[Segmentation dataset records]
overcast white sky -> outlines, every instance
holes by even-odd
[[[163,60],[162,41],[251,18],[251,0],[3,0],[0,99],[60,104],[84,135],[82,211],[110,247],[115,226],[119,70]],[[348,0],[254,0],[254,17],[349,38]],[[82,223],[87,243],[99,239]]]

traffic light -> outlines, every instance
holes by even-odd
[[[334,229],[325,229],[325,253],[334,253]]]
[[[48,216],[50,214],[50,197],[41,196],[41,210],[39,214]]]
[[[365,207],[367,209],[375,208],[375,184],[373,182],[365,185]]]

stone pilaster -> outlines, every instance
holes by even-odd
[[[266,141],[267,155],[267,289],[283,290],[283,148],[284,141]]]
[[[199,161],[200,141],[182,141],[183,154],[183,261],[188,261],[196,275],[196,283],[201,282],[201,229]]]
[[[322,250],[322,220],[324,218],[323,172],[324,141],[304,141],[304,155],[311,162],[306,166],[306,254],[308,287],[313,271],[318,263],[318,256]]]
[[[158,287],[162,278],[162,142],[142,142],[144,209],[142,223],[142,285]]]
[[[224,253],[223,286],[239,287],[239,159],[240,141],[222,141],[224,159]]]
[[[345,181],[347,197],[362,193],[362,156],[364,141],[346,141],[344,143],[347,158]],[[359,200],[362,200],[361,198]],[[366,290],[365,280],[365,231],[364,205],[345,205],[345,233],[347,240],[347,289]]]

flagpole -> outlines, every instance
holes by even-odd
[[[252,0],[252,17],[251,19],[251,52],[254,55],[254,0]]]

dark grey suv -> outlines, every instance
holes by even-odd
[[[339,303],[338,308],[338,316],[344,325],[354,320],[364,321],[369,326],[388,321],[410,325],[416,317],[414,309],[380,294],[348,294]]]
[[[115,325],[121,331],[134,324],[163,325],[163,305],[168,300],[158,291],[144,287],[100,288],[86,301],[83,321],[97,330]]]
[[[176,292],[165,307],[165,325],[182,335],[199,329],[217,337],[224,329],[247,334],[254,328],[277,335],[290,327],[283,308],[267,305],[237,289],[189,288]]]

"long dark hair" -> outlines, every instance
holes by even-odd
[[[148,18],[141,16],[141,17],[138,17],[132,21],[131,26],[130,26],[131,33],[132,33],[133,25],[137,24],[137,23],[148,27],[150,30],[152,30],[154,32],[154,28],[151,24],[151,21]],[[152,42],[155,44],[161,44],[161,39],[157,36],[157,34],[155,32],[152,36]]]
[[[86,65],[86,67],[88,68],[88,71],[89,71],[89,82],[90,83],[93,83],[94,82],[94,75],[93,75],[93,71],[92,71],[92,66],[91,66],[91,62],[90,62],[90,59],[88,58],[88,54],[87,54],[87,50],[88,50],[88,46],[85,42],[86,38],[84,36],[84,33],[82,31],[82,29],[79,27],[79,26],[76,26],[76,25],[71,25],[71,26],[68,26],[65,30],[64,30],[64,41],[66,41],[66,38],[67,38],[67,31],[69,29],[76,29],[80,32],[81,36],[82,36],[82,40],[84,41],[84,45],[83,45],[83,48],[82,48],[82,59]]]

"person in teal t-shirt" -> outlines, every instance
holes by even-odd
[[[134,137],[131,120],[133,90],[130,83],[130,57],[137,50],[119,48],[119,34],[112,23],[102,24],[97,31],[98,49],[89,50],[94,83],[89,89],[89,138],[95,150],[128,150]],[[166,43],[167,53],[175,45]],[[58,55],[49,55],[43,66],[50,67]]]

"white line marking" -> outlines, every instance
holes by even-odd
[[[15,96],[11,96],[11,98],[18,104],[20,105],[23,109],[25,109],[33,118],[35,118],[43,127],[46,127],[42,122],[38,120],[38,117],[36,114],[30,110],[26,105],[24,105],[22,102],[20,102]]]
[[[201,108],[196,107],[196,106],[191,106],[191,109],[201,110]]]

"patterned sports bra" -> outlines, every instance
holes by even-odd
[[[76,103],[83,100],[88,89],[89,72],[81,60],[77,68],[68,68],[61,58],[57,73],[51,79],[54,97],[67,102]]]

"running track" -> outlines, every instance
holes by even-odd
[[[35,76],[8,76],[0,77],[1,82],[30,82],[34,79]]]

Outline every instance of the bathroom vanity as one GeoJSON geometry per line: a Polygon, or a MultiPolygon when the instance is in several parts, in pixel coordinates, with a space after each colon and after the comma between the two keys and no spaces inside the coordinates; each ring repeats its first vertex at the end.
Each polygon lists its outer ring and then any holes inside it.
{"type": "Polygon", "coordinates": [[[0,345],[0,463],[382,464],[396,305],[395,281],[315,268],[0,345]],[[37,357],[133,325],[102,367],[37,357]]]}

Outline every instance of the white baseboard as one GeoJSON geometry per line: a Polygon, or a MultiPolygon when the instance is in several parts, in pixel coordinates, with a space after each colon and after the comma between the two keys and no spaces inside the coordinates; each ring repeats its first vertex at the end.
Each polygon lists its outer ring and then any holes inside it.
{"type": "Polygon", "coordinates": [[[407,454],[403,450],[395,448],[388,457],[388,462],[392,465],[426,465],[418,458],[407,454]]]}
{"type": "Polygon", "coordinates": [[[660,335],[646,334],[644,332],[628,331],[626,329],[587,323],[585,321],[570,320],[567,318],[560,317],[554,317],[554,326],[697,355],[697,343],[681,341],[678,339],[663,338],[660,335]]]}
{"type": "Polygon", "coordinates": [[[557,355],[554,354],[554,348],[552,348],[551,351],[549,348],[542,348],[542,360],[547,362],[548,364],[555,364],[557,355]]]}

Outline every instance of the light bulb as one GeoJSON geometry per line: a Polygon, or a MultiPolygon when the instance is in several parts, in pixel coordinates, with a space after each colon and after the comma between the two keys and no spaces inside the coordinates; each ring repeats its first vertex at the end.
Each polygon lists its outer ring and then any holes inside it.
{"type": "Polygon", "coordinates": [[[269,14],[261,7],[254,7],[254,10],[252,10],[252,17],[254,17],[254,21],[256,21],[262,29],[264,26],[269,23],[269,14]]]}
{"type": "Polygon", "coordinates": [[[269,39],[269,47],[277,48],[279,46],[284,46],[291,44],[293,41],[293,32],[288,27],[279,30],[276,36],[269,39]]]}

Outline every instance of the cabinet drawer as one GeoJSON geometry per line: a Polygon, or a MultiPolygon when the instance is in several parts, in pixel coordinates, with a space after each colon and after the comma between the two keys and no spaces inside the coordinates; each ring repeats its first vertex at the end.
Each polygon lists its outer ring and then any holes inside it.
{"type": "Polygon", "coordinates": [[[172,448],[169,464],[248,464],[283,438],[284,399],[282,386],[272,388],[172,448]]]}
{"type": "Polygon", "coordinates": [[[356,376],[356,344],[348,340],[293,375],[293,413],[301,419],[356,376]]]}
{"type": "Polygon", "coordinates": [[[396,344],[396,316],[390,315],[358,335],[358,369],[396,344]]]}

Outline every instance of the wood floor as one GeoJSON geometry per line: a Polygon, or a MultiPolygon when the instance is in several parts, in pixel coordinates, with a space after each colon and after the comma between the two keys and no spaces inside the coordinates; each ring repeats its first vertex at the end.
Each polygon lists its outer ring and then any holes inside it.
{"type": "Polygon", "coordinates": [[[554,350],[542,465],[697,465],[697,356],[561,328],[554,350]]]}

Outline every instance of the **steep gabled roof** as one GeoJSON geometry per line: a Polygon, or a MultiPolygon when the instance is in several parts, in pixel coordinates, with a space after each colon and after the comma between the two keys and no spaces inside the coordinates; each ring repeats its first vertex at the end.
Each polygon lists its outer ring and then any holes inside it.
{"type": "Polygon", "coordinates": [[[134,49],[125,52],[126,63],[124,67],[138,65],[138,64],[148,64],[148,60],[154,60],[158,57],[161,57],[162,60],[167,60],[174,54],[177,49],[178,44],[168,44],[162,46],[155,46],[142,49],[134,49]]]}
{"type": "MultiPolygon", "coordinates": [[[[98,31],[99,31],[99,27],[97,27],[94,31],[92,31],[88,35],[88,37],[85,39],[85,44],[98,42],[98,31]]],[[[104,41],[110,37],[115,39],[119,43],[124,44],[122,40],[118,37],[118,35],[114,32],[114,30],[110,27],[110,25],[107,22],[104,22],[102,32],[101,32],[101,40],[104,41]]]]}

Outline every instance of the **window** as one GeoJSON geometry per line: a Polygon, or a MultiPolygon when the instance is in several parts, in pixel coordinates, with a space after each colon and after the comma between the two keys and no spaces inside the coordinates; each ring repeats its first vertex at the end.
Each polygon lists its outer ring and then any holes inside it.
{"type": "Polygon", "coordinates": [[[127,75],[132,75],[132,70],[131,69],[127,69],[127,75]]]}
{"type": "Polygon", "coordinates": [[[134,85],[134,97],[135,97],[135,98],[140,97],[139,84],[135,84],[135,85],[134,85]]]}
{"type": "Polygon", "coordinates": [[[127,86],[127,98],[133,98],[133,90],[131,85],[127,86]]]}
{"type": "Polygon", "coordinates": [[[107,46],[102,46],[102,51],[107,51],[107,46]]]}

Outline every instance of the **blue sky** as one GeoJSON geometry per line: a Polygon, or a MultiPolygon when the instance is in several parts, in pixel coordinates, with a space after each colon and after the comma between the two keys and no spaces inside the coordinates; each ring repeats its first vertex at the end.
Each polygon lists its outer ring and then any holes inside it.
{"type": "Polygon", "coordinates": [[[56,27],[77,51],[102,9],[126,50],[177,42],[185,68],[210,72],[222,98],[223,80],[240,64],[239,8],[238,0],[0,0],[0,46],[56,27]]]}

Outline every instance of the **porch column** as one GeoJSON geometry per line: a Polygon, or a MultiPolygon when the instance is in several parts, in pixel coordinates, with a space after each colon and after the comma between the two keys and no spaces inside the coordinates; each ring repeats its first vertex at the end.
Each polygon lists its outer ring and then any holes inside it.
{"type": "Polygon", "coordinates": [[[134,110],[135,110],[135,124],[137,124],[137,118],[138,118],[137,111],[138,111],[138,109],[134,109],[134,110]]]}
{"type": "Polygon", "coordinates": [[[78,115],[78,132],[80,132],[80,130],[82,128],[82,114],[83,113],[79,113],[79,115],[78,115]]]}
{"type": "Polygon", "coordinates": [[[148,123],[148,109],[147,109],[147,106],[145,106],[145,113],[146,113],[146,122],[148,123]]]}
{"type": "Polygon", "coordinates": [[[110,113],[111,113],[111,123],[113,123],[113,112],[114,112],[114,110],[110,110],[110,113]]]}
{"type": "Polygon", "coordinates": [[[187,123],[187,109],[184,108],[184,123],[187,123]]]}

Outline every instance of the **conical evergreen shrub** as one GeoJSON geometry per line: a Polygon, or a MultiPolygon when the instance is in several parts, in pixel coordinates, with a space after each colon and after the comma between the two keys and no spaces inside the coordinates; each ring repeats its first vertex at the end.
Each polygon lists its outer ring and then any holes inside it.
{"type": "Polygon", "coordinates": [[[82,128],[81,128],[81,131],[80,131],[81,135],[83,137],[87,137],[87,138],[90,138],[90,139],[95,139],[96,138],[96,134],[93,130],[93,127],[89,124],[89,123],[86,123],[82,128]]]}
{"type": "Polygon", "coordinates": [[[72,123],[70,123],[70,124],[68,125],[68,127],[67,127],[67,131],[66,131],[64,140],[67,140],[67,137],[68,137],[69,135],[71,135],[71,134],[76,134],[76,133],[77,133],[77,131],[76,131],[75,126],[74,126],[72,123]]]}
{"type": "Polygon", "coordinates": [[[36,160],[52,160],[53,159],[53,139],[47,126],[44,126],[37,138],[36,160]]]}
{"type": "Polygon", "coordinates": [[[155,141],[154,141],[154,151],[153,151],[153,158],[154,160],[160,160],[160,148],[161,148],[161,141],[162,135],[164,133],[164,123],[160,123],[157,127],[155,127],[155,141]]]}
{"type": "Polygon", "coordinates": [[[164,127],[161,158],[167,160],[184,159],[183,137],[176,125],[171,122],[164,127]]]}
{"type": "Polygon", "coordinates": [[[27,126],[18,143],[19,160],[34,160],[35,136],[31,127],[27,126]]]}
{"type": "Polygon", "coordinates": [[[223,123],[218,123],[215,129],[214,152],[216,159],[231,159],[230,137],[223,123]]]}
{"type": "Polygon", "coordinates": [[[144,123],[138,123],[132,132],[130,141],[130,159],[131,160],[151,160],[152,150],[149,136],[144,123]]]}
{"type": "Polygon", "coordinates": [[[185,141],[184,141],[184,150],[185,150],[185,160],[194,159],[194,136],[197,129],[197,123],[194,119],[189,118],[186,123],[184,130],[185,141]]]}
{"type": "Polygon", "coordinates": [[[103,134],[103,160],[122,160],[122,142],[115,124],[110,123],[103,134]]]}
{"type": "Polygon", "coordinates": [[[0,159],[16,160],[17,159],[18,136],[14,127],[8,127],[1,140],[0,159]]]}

- **Short task**
Substitute "stone column" for "stone pilaster" in everything from the start of the material down to the line containing "[[[252,0],[252,17],[251,19],[251,52],[254,55],[254,0]]]", changing nothing else. Return only those lines.

- **Answer**
overcast white sky -> outlines, every instance
holes by even-odd
[[[163,60],[162,41],[251,18],[251,0],[3,0],[0,99],[60,104],[84,135],[82,211],[110,247],[115,226],[119,70]],[[348,0],[254,0],[254,17],[349,38]],[[82,223],[87,243],[99,239]]]

traffic light -> outlines, every instance
holes by even-odd
[[[334,229],[325,229],[325,253],[334,253]]]
[[[48,216],[50,214],[50,197],[41,196],[41,210],[39,214]]]
[[[365,207],[367,209],[375,208],[375,184],[373,182],[365,185]]]

stone column -> outlines, every instance
holes by even-odd
[[[266,141],[267,155],[267,289],[283,290],[283,148],[284,141]]]
[[[199,161],[200,141],[182,141],[183,154],[183,261],[188,261],[196,275],[196,283],[201,282],[201,229]]]
[[[322,250],[322,220],[324,218],[323,172],[324,141],[304,141],[304,155],[311,162],[306,166],[306,254],[308,287],[313,271],[318,263],[318,256]]]
[[[158,287],[162,278],[162,142],[142,142],[144,209],[142,223],[142,285]]]
[[[224,253],[223,286],[239,287],[239,159],[240,141],[222,141],[224,159]]]
[[[345,181],[347,197],[362,193],[362,156],[364,141],[346,141],[344,143],[347,158]],[[359,200],[362,200],[361,198]],[[366,290],[365,280],[365,231],[364,205],[345,205],[345,233],[347,240],[347,289]]]

flagpole -> outlines, every instance
holes by even-odd
[[[252,0],[252,17],[251,19],[251,52],[254,55],[254,0]]]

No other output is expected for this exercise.